- _TEXTE EXTRAIT_
---------------
A partir d’un relevé assez exhaustif, la chercheuse Sophie Suma décrit comment la télévision valorise les architectes pour le meilleur et, souvent, le pire. Inversement, en tant qu’ancienne praticienne, elle insiste sur les bienfaits des émissions dans lesquelles l’architecte est absent.e mais l’architecture bien présente.
Docteure en arts visuels, Sophie Suma est enseignante-chercheuse à l’école d’architecture (INSA) de Strasbourg et ancienne collaboratrice d’architecte dans une agence privée. Un de ses axes de recherche consiste à relever la présence de l’architecture dans les médias populaires (TV, séries, films cinématographiques, etc.) et comment ces derniers façonnent la figure de l’architecte au niveau du grand public.
Quel type d’architecte aime valoriser la télévision ?
Dans son dernier ouvrage – Que font les architectes à la télévision ? * -, elle s’interroge sur la construction télévisuelle de l’architecte. Pourquoi est-il toujours un homme blanc, viril, pseudo intellectuel, individualiste et de noir vêtu ? Où sont les femmes ? Où est tout simplement la différence ? Comme si la télévision avait décidé unilatéralement de l’archétype à donner au maître d’œuvre.
Il faut dire que les architectes n’ont pas attendu ce médium de masse pour se créer un « déguisement » standard du « parfait » homme de l’art. Depuis la Renaissance et sa nécessaire émancipation vis-à-vis de son statut d’artisan maçon, l’architecte s’est construit au fil du temps un portrait de concepteur démiurge.
L’architecte n’a jamais eu bonne presse auprès du grand public. Bras armé du pouvoir à partir du moment où les humains ont décidé de vivre regroupés autour d’une entité autoritaire dont la principale mission est de les tenir sous le joug de la peur afin d’éviter que certaines individualités s’égarent. Si l’invention jumelée d’un quelconque châtiment divin et d’un inutile dogme religieux a toujours été le meilleur moyen pour façonner cette crainte, l’architecte en aura régulièrement dessiné les nombreux édifices à la gloire de ces pouvoirs théocratiques autoritaires, puis démocratiques ou dictatoriaux, capitalistes, communistes ou néolibéraux.
Tout cela pour dire à quel point le mythe de l’architecte démiurge au service du pouvoir et non de tous les individus vient de loin. Hélas, par habitude, les médias TV se complaisent dans l’accentuation caricaturale du personnage de l’architecte sur le petit écran. Mais qu’attendre de ces supports dont l’essence semble se borner au sensationnel et à stigmatiser les défauts de la société et de ses acteur.e.s. Par exemple : il a toujours été de bon ton de détester l’architecte (trop cher, trop moderne, trop compliqué, etc.). Alors n’invitons que ceux qui incarnent à merveille ces dimensions antipathiques. A savoir, un homme viril, élitiste et individualiste !
---------------
- _LISTE DES ENTRÉES_
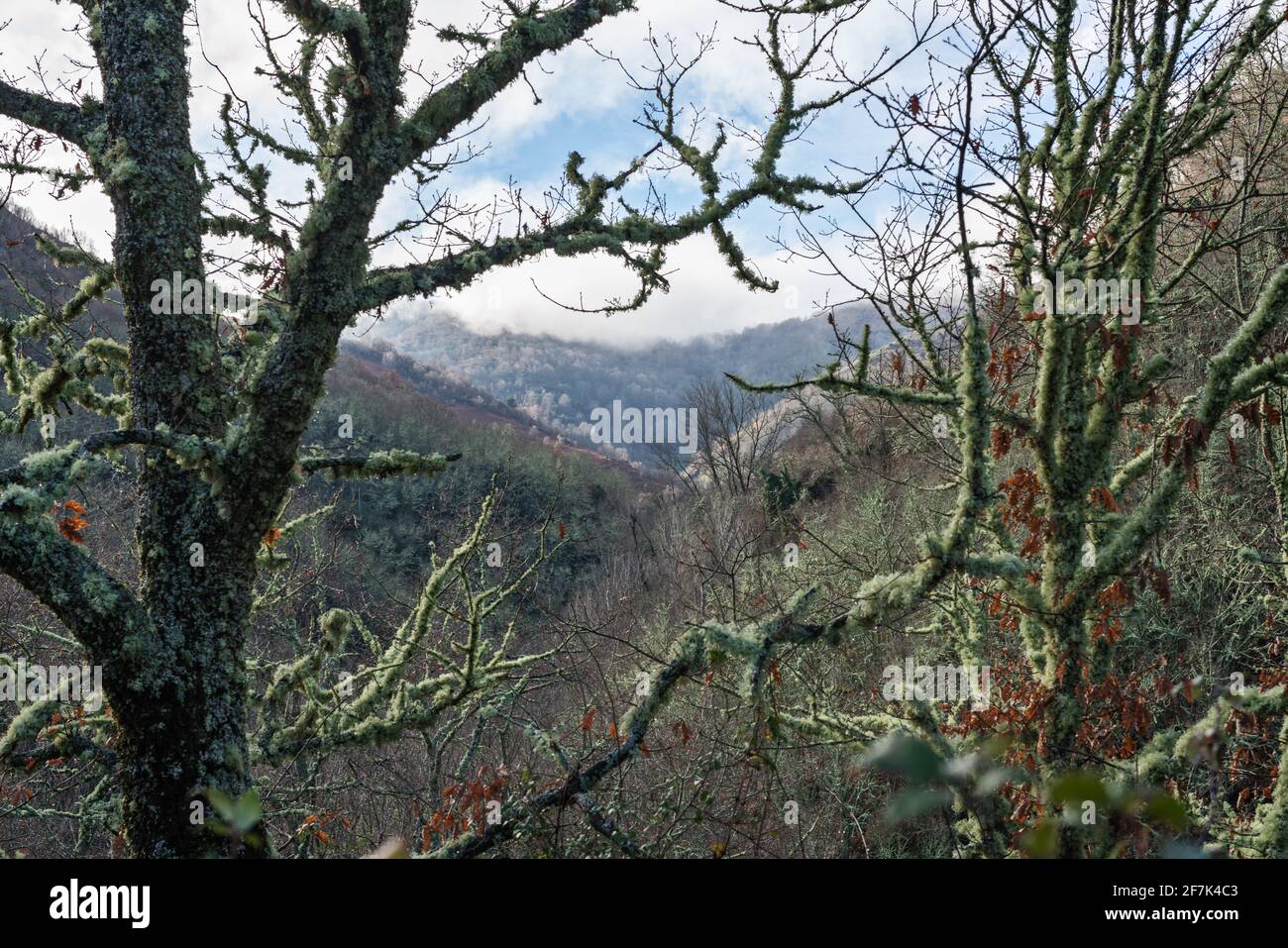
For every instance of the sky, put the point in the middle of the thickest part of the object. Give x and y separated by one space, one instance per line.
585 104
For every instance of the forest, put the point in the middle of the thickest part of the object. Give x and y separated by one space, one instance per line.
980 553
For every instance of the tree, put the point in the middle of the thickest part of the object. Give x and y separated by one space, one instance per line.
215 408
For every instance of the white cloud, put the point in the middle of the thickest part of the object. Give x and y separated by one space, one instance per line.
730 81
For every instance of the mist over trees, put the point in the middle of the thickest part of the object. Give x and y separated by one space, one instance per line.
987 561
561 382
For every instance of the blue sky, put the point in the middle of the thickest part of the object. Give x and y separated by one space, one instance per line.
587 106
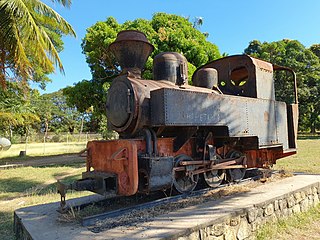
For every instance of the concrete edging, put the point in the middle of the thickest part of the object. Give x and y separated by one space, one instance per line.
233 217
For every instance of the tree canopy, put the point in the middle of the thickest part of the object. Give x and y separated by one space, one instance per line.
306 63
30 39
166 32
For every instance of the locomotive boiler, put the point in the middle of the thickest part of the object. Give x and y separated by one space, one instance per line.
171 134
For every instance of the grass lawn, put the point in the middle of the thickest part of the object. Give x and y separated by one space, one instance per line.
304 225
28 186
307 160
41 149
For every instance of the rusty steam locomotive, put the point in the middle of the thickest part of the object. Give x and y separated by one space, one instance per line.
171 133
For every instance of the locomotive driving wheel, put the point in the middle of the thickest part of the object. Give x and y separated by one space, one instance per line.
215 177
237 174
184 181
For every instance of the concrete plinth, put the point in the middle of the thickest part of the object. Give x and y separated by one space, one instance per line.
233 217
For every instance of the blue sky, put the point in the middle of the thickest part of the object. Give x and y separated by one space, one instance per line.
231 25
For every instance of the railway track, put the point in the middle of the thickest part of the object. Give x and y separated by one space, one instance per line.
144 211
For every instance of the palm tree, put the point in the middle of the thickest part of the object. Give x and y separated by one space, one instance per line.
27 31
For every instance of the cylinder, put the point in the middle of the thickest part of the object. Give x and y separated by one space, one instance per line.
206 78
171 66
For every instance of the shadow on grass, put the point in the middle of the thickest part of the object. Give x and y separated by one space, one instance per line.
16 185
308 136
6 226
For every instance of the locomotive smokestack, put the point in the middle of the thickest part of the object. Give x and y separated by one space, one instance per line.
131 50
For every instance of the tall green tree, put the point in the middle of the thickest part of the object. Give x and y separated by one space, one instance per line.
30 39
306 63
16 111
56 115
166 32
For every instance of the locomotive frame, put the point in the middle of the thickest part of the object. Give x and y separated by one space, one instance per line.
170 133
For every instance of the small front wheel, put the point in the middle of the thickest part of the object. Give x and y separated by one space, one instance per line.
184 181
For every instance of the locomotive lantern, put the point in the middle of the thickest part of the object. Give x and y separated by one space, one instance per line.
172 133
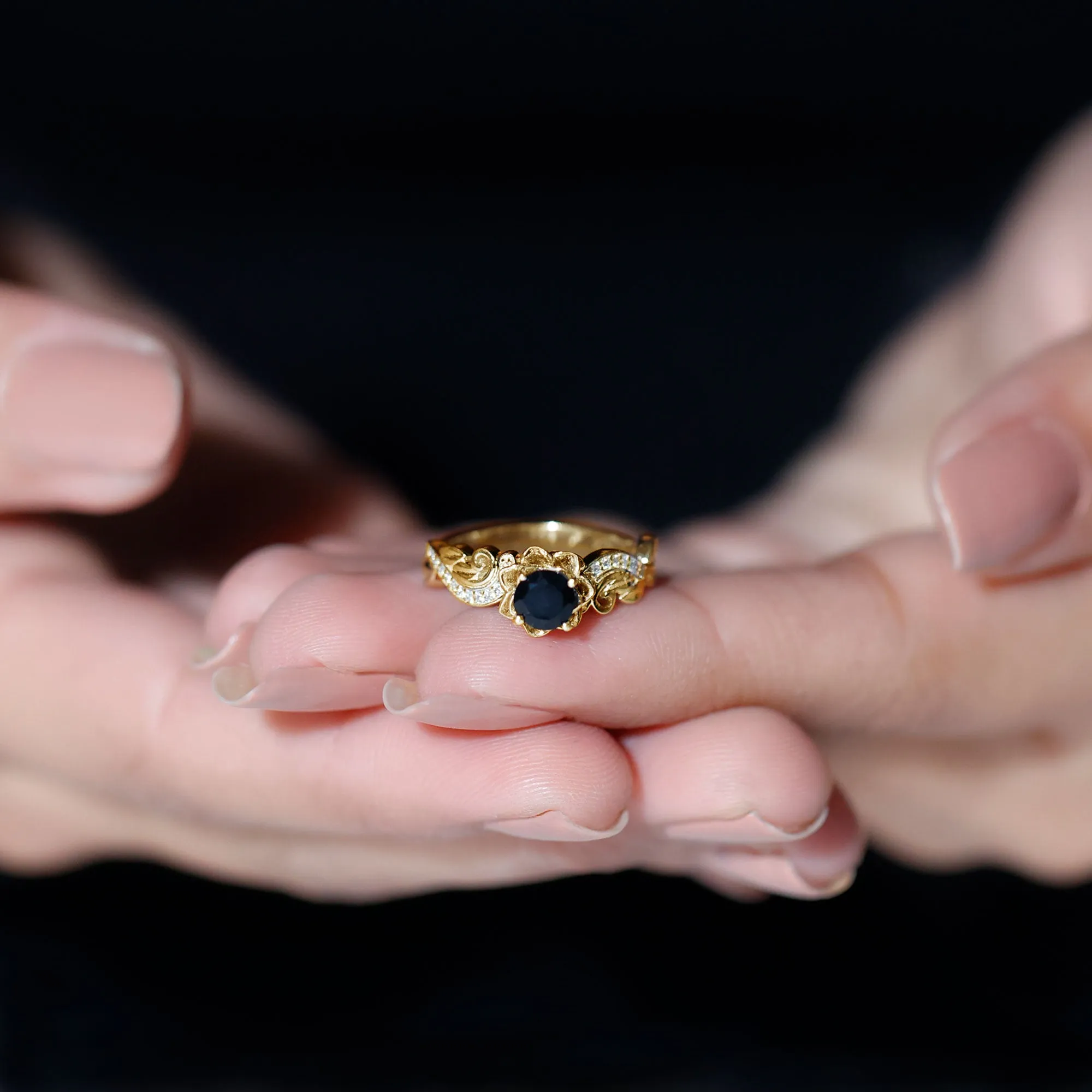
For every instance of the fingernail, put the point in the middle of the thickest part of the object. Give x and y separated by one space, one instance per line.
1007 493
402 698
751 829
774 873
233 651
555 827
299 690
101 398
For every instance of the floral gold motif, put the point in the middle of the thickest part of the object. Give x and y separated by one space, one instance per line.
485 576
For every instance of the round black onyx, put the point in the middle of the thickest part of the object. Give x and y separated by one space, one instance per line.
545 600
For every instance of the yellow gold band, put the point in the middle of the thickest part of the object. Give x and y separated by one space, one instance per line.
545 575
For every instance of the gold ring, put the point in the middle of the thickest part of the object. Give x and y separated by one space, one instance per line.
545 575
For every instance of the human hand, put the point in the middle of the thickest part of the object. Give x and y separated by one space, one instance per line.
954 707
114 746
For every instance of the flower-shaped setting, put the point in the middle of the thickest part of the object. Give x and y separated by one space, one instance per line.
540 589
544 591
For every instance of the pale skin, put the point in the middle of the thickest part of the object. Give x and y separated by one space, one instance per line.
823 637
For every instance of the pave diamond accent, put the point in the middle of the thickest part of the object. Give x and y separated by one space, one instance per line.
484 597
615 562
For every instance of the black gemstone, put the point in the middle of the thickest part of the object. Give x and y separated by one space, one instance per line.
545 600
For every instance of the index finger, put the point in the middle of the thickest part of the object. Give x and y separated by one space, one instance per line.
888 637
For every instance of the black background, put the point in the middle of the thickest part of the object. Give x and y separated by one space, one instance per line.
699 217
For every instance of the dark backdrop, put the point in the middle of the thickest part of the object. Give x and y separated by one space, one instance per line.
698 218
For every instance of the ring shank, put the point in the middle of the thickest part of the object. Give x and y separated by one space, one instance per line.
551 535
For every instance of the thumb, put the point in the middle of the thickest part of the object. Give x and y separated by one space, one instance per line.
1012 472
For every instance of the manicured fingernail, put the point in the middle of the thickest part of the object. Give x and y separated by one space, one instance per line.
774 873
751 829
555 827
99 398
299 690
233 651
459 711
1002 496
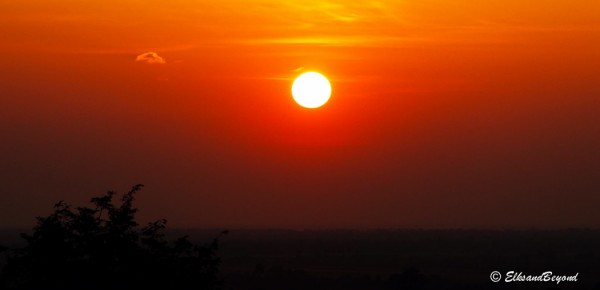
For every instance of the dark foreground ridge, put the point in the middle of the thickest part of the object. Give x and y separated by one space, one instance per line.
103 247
---------------
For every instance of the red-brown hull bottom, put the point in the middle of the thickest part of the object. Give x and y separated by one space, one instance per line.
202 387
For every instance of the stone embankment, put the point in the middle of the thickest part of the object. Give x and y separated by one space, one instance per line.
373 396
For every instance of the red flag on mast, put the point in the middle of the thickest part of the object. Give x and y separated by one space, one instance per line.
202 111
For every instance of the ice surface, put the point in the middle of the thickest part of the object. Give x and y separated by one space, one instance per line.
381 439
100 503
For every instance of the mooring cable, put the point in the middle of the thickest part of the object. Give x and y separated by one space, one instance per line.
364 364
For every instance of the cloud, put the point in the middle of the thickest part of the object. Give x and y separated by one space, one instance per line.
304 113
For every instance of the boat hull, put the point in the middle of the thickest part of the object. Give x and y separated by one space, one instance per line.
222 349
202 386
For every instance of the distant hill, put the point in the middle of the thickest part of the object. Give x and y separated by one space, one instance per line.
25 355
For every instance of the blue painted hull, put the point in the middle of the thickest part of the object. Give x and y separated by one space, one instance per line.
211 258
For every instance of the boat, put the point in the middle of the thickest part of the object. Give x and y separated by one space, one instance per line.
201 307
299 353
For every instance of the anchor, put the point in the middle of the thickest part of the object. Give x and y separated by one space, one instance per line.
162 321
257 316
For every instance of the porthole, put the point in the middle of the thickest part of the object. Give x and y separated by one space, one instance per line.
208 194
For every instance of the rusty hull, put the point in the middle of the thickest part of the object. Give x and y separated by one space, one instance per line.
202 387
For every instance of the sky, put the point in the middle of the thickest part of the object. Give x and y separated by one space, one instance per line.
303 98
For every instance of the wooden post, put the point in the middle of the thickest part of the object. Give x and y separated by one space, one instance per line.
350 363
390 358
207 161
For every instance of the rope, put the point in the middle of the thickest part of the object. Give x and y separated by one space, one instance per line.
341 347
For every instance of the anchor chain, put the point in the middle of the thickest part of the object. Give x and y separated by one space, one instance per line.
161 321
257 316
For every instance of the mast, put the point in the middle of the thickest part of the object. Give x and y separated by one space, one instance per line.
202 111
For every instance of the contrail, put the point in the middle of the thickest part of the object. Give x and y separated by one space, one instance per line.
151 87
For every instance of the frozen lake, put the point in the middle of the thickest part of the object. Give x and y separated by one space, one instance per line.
---------------
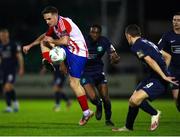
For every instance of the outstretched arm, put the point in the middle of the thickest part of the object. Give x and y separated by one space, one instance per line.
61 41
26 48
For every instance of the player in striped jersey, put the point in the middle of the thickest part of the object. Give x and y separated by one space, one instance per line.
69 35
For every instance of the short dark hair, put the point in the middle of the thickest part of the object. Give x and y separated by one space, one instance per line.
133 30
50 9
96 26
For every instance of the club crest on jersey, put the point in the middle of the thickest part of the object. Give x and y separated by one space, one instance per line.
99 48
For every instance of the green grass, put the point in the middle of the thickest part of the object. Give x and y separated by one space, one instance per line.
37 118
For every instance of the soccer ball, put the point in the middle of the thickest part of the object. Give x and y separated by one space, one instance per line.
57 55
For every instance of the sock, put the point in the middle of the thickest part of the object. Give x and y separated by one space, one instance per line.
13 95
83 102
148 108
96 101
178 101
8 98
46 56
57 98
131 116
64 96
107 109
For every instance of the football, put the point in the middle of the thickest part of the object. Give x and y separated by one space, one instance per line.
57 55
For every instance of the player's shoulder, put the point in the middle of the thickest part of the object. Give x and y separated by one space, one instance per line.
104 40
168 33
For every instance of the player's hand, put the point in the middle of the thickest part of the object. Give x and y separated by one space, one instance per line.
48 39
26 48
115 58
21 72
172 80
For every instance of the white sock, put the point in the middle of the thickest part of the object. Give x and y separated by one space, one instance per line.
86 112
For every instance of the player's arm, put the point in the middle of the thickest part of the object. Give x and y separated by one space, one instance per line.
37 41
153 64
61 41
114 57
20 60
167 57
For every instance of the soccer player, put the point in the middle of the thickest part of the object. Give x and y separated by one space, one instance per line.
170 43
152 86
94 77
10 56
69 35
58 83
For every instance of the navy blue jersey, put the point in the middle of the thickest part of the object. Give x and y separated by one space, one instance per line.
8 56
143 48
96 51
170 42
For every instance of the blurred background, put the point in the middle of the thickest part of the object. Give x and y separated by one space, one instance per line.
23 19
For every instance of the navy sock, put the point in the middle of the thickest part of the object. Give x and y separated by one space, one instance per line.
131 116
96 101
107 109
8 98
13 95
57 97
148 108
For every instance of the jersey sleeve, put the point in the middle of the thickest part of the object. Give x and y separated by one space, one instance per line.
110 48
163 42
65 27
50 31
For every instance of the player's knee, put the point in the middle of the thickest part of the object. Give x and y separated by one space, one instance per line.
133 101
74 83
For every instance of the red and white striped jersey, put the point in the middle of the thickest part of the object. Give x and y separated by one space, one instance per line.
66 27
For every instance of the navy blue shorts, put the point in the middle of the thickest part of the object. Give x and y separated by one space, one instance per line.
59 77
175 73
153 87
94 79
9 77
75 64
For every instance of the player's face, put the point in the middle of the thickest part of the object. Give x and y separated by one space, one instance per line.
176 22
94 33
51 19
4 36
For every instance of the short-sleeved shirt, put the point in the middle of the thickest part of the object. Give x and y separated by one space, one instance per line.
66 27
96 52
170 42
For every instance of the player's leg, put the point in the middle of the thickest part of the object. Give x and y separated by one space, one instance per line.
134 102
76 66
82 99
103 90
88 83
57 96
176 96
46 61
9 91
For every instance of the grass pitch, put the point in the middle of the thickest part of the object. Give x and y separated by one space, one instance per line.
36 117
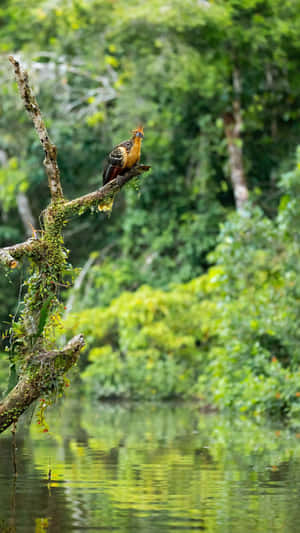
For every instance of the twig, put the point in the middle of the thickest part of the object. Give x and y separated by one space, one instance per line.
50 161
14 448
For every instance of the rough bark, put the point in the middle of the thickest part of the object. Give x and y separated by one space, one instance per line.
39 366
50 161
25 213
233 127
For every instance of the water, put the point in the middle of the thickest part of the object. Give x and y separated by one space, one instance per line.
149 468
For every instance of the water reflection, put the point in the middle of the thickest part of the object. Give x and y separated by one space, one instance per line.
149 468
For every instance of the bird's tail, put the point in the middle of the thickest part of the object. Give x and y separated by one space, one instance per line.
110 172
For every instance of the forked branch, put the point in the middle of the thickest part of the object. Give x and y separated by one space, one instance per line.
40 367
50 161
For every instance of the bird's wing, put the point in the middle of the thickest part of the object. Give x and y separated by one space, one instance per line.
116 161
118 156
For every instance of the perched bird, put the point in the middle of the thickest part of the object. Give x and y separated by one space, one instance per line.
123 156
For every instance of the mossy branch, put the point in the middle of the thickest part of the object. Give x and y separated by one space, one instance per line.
---------------
- _PARTIES DE L'EXERCICE_
1: Dans le texte sur l'architecte à la télévision, énumérez tous les types de pouvoirs à la gloire desquels l'architecte a dessiné des édifices.
2: Relevez chaque ligne des enregistrements qui contient la chaîne "cloud". La casse compte.
Les enregistrements n'ont aucun lien avec le texte sur l'architecte à la télévision.

- _RÉPONSES CI-DESSOUS_
1:
- théocratiques autoritaires
- démocratiques
- dictatoriaux
- capitalistes
- communistes
- néolibéraux

2:
For every instance of the white cloud, put the point in the middle of the thickest part of the object. Give x and y separated by one space, one instance per line.
For every instance of the cloud, put the point in the middle of the thickest part of the object. Give x and y separated by one space, one instance per line.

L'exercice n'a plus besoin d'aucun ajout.